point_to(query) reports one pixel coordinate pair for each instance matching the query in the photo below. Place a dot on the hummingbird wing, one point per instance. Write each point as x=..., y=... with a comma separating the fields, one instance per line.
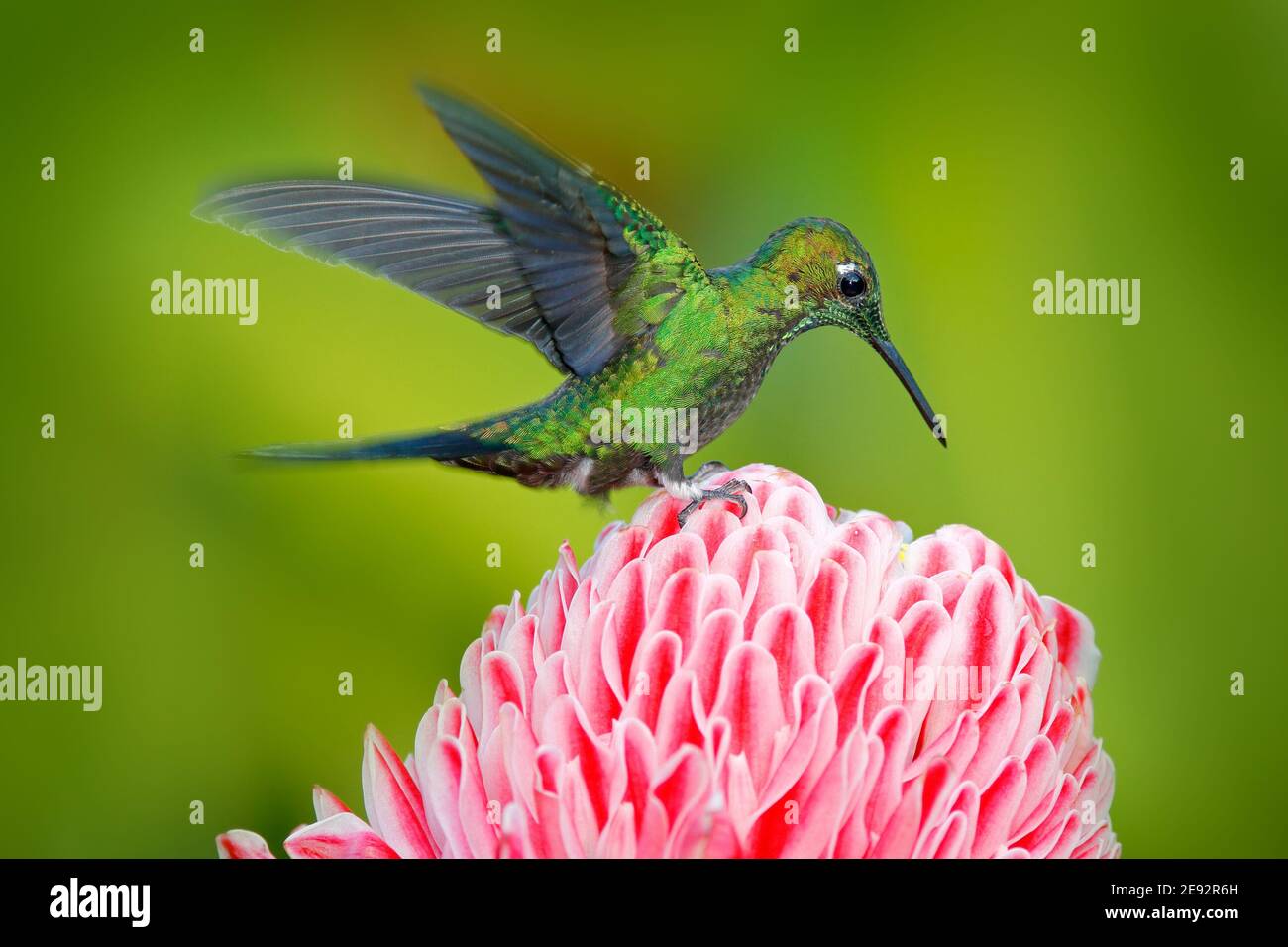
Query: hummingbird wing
x=565, y=261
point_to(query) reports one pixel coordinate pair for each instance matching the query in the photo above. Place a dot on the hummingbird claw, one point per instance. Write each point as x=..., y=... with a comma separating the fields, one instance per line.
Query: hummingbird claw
x=732, y=492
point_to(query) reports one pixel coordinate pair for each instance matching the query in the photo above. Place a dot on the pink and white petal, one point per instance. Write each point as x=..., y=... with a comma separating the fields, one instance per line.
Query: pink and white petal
x=326, y=802
x=391, y=800
x=241, y=843
x=343, y=835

+ + + +

_Task statement_
Repeat the records word for word from the very first line through the line holding "x=732, y=492", both included, and leave the pictures out of your copy.

_Reply to the exercise_
point_to(query) reports one pixel coordinate pair for each instance matching the query in the photo below. Place a dot on the hummingbird wing, one point per instance. Write each point as x=..., y=... with a comma separating the fields, one instance per line.
Query: hummingbird wing
x=565, y=261
point_to(query) reports one pixel coordinate pair for each instance matching the query in the photo above. Place a dot on the hummingbird claw, one point per instance. Write each point as x=..., y=... with a comma separating the fields, one instance per line.
Query: hummingbird claw
x=732, y=492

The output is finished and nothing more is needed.